>> Begin Stored records

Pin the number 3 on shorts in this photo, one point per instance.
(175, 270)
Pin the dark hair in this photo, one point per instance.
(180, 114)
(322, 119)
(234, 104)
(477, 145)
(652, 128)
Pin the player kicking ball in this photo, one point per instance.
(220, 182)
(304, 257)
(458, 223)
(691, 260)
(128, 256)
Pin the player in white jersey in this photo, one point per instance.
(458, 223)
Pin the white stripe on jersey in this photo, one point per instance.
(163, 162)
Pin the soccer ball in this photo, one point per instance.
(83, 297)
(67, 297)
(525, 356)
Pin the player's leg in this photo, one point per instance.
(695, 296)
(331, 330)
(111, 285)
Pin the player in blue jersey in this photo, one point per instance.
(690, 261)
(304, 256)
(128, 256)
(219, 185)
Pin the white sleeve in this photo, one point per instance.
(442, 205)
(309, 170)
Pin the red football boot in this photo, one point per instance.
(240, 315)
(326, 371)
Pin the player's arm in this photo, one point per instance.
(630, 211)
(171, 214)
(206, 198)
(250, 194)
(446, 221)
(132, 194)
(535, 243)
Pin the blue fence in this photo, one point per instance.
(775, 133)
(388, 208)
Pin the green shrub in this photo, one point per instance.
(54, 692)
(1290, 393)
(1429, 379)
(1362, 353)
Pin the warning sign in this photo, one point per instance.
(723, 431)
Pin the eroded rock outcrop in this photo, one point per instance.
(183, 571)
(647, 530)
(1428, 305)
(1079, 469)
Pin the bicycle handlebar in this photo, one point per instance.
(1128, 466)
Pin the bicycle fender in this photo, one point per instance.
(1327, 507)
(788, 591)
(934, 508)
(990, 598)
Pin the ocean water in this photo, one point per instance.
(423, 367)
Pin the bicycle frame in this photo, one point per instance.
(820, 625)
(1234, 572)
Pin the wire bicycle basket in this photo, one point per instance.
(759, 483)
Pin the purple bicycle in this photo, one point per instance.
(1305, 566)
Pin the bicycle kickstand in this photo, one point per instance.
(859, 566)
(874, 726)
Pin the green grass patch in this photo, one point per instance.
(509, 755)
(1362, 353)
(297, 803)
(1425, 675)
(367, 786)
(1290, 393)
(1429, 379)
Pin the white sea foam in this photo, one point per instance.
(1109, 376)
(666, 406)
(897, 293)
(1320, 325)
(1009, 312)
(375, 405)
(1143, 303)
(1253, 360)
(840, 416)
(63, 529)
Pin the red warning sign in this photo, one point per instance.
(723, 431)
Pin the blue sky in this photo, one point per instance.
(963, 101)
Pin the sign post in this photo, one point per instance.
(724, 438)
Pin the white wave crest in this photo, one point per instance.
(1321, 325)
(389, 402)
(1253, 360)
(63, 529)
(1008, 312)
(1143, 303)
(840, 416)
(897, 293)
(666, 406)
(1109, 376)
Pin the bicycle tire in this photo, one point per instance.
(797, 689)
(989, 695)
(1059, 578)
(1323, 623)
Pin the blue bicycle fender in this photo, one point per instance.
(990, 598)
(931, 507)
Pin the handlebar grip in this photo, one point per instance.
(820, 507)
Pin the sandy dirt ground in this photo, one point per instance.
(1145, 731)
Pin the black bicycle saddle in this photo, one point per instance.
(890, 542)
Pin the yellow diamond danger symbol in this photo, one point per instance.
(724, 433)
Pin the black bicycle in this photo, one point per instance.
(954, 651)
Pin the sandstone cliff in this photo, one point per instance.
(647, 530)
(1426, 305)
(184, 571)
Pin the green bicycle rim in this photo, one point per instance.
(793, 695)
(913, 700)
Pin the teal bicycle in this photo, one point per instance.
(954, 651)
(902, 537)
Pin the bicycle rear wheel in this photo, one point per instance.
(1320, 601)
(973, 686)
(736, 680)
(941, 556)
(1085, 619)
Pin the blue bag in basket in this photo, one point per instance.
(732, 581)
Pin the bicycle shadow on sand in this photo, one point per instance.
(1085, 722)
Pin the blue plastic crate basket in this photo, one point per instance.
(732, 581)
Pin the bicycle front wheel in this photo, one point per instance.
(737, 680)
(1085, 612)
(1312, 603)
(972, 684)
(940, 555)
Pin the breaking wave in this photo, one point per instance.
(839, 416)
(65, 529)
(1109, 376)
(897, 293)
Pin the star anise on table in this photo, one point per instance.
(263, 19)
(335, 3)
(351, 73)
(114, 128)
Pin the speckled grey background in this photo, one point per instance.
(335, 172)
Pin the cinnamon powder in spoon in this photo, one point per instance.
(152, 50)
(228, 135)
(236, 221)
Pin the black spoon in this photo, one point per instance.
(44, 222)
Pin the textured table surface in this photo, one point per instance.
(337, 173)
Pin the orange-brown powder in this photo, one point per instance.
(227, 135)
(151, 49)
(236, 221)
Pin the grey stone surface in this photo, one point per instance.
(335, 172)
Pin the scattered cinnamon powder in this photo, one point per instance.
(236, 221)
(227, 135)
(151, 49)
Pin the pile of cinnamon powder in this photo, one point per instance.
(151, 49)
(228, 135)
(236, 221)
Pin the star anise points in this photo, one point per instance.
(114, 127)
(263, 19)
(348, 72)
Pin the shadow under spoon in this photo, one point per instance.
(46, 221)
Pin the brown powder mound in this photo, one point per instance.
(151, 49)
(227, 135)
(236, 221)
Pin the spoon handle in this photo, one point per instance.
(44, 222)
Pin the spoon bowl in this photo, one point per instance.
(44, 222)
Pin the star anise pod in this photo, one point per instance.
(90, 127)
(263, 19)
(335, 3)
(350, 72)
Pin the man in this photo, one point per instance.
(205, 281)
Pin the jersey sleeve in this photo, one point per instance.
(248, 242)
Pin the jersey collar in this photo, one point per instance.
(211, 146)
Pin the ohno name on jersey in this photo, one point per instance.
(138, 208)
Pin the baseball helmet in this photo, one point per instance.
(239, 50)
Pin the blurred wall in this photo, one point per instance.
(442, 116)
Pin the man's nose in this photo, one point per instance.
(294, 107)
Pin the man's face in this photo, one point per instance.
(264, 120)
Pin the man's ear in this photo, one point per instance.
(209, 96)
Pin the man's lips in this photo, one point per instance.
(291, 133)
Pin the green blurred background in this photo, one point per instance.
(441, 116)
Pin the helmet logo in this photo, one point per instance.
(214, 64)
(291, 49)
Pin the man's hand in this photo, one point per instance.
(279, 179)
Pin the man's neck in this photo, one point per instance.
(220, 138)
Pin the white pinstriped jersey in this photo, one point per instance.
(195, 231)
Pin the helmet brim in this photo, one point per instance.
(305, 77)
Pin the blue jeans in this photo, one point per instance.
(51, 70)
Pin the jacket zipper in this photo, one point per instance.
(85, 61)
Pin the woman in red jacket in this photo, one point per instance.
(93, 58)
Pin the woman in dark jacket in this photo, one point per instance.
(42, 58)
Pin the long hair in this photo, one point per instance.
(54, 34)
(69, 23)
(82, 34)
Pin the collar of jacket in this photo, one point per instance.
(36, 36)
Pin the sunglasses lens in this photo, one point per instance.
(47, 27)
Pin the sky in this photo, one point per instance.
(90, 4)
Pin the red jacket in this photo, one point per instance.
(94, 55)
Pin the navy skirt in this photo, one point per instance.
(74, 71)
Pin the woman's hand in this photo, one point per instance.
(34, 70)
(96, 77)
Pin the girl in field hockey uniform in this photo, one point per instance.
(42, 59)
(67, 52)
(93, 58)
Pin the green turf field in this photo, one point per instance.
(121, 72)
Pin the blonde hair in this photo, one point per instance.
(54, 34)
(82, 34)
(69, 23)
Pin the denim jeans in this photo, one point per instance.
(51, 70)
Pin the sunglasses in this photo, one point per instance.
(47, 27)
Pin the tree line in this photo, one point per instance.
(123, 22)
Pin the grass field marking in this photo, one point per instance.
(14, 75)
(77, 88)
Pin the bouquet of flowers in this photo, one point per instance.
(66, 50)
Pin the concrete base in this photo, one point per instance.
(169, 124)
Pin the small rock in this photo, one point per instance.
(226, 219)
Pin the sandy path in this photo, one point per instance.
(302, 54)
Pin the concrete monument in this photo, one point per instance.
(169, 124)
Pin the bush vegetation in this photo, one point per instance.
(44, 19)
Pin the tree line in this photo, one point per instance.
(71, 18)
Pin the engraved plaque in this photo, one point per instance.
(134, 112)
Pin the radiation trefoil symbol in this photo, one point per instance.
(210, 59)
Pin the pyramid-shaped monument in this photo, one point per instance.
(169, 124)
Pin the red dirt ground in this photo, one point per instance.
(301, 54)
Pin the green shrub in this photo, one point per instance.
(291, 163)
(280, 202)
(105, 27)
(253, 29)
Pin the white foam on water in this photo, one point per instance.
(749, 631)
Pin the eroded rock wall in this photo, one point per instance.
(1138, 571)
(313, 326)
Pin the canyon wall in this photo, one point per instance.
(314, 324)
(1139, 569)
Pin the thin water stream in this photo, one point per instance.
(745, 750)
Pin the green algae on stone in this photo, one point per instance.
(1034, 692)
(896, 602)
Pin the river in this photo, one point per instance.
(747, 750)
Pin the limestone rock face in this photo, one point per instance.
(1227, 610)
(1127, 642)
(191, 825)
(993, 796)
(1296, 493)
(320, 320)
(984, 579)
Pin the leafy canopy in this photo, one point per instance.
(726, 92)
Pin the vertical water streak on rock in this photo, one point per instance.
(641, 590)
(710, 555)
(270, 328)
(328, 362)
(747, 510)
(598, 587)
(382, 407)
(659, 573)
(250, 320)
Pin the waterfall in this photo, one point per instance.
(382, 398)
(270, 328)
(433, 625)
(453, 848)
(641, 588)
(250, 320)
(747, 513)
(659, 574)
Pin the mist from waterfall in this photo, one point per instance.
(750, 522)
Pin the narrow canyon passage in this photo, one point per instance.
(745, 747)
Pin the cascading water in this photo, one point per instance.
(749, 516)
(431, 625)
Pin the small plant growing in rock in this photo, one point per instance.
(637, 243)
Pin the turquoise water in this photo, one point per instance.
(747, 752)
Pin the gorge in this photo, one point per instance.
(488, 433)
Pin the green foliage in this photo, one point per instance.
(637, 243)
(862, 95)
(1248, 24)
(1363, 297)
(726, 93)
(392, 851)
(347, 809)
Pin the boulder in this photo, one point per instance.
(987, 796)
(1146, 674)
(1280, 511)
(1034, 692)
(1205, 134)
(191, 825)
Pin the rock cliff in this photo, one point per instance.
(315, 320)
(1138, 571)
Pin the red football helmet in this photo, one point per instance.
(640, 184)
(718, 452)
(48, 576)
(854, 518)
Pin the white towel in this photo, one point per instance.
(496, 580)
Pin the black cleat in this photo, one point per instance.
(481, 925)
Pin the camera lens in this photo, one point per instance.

>> End Stored records

Print only the lines from the one with "Pin the gorge" to the end of the records, both included.

Pin the gorge in this photo, one point per instance.
(488, 433)
Pin the green foliage in this photo, one point per instance.
(637, 243)
(862, 95)
(1248, 24)
(1363, 297)
(726, 93)
(392, 851)
(347, 809)
Pin the boulder in this photo, one point per instance.
(987, 796)
(1146, 674)
(1280, 511)
(1034, 692)
(1205, 134)
(191, 825)
Pin the rock cliff in this photo, one point per instance.
(315, 320)
(1138, 571)
Pin the red football helmet in this photo, one point per instance.
(640, 184)
(718, 452)
(48, 576)
(854, 518)
Pin the white towel in this photo, one point per instance.
(496, 580)
Pin the black cleat in this photo, one point per instance.
(481, 925)
Pin the camera lens in this photo, one point per instance.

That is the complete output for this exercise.